WHAT YOU HAVE TO DO: Using the data below, return every line that holds the word "window".

[Referring expression data]
————————
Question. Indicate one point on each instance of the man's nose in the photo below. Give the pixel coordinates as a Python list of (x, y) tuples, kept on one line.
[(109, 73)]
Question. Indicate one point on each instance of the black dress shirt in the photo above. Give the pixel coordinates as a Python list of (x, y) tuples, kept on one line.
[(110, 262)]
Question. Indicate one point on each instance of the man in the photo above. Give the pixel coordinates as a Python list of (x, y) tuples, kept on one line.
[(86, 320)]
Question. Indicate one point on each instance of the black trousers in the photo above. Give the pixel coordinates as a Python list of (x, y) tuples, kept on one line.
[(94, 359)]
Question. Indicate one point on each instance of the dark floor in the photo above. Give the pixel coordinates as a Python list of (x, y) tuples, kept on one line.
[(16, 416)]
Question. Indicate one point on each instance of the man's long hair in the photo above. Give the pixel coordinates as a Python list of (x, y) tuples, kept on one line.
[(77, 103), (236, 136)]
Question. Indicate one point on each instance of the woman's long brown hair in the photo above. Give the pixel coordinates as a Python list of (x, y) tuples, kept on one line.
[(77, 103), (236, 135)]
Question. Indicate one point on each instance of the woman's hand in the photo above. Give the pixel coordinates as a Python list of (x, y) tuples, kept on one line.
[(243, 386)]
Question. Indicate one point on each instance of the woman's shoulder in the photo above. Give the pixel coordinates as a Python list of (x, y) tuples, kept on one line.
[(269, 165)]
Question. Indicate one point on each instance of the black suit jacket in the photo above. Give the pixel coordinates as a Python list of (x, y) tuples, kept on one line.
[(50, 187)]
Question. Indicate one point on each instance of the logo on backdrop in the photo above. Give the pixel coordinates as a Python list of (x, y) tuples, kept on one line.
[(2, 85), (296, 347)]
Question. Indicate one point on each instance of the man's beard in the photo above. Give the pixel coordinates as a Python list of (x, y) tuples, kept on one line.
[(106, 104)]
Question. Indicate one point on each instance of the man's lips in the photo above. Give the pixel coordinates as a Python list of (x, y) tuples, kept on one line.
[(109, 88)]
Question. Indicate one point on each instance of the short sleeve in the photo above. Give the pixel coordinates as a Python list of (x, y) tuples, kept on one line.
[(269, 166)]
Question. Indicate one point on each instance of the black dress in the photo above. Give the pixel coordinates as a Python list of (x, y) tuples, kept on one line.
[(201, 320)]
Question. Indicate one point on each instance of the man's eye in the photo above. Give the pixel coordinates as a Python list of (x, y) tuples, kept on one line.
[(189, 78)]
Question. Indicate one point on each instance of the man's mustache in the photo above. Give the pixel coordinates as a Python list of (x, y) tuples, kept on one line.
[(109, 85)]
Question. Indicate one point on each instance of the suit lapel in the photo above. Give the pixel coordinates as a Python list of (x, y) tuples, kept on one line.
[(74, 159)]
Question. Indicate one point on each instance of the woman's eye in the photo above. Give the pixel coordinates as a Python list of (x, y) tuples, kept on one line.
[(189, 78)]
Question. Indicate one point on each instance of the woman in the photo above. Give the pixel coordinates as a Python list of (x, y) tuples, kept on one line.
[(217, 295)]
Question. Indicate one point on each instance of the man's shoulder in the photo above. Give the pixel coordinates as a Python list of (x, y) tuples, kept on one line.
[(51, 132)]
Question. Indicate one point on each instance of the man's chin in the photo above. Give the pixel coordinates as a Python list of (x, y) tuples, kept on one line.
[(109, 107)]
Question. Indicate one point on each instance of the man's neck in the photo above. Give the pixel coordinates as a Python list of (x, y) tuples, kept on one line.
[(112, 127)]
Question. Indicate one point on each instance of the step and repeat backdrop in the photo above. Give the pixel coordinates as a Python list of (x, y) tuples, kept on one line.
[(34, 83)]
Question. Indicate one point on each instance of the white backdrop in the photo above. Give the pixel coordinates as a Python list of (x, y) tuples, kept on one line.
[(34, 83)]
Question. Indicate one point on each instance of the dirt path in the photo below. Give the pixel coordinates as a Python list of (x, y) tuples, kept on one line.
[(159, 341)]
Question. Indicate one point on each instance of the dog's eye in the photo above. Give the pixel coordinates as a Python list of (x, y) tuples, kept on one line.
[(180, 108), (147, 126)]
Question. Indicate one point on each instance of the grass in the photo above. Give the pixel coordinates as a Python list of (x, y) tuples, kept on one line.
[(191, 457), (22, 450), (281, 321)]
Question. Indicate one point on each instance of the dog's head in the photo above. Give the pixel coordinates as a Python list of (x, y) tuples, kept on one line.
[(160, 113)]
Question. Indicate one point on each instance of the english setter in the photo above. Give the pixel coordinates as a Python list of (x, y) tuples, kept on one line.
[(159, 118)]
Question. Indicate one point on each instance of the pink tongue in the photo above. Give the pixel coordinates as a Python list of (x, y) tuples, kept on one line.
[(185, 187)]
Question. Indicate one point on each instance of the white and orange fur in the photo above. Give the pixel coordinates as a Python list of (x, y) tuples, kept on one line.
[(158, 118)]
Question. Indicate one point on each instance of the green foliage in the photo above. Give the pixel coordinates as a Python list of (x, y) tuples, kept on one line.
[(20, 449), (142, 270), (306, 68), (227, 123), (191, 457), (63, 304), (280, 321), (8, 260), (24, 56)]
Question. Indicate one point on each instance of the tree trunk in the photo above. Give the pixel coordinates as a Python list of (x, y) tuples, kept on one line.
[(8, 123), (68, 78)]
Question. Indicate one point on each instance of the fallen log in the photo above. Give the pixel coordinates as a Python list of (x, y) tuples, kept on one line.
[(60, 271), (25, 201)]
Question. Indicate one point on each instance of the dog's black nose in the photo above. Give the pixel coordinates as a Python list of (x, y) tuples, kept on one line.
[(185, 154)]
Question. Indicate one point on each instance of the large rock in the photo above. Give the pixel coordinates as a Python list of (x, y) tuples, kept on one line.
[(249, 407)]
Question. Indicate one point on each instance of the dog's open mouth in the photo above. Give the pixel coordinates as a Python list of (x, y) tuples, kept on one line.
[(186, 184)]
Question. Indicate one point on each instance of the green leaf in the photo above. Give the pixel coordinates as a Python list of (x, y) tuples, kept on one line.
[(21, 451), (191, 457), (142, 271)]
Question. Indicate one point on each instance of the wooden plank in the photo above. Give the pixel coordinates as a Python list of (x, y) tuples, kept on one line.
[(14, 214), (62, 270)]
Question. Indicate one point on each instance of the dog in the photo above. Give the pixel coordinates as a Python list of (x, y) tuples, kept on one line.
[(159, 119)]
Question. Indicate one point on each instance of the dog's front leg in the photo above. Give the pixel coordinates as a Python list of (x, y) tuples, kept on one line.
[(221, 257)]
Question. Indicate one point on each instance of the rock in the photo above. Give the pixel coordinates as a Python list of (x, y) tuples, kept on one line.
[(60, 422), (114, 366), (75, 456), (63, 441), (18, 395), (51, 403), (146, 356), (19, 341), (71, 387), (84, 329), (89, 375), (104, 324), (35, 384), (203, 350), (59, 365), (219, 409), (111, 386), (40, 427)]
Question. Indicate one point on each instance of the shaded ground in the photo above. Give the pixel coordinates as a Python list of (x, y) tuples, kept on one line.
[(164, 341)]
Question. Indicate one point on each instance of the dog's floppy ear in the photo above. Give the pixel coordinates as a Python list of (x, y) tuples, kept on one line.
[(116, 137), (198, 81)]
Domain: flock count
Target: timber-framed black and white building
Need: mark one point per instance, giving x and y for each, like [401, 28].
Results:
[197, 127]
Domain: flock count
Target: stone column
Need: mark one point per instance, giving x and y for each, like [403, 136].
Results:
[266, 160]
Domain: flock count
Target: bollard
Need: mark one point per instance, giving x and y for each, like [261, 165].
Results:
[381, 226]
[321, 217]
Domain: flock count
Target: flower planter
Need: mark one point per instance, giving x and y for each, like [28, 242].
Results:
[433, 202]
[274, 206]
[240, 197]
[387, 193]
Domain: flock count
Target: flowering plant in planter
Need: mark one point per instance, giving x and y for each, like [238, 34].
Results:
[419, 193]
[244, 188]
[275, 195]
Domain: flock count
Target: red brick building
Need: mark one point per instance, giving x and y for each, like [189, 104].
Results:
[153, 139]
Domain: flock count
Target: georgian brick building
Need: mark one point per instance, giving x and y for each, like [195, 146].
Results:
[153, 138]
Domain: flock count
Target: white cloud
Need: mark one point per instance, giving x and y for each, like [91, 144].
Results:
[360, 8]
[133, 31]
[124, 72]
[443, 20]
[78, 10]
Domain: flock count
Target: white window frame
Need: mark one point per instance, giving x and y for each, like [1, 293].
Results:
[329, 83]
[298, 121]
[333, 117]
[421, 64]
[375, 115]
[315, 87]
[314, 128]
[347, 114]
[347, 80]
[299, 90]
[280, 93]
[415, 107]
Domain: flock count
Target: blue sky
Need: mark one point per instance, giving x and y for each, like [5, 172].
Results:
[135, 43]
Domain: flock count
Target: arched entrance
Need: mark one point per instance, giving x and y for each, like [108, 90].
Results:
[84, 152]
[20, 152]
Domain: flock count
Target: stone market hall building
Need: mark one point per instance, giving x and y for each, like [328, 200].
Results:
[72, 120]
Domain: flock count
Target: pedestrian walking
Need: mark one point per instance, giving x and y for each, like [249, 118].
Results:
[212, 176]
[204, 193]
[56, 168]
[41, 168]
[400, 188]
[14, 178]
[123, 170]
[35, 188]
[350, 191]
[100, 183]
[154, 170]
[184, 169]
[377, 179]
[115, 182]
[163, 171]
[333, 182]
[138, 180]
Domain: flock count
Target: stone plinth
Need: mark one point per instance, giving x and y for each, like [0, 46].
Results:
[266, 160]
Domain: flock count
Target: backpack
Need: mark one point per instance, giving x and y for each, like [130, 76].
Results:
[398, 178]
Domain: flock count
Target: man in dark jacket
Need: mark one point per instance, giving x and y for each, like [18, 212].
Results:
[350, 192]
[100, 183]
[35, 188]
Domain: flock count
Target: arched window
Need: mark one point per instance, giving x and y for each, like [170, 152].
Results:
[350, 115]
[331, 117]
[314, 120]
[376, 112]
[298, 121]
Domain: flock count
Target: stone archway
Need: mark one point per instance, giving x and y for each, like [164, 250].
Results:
————————
EXPECTED ANSWER:
Target: white window frame
Target: arched window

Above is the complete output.